- EXERCISE TASK -
Please copy out the rows between the line holding "Tag small arched window in this screenshot." and the line holding "184, 286, 223]]", inclusive, with the requests, and scale every box coordinate in the answers by 2.3, rounding to whole numbers with halves going up. Leave the request lines and their format lines unchanged, and return only those lines.

────────────────────────────────────────

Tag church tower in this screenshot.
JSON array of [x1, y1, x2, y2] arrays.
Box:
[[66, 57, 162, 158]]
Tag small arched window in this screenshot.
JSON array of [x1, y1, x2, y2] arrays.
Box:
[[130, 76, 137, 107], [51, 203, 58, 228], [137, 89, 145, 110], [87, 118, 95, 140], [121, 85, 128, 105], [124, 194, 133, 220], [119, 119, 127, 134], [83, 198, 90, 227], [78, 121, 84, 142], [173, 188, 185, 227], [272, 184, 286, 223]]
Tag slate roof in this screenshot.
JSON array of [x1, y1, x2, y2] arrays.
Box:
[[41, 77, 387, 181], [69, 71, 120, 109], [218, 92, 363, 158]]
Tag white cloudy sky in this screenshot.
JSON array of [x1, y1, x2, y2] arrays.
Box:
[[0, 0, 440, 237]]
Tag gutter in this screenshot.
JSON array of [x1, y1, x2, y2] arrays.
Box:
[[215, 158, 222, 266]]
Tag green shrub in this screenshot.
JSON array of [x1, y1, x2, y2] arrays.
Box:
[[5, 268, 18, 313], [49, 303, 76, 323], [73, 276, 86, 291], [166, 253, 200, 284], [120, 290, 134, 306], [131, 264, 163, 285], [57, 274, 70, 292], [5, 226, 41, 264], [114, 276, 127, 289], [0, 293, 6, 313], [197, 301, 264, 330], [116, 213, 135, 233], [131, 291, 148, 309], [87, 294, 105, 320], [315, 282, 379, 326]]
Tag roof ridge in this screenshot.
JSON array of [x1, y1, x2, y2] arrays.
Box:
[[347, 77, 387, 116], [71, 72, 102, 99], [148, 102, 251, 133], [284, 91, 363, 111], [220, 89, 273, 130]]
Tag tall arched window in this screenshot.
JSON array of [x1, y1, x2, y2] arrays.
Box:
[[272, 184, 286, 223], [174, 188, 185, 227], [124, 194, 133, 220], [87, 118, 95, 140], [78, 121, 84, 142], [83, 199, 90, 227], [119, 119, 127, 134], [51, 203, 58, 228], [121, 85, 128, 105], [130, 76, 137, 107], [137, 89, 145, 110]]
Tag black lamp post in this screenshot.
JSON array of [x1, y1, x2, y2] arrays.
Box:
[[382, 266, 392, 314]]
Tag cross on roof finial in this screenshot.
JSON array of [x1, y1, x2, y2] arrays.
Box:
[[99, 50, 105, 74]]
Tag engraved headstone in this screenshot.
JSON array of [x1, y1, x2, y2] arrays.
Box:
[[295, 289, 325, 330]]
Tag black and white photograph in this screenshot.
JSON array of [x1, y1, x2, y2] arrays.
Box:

────────────────────────────────────────

- RIGHT ANSWER -
Tag small arched window in this screenshot.
JSON array of [x1, y1, x2, y2] arrays.
Box:
[[299, 175, 315, 246], [117, 467, 133, 524], [315, 205, 334, 253], [200, 271, 219, 322], [278, 196, 294, 242], [285, 446, 306, 506], [274, 274, 292, 308], [191, 455, 207, 522], [179, 278, 193, 327], [398, 432, 426, 522], [626, 423, 658, 513]]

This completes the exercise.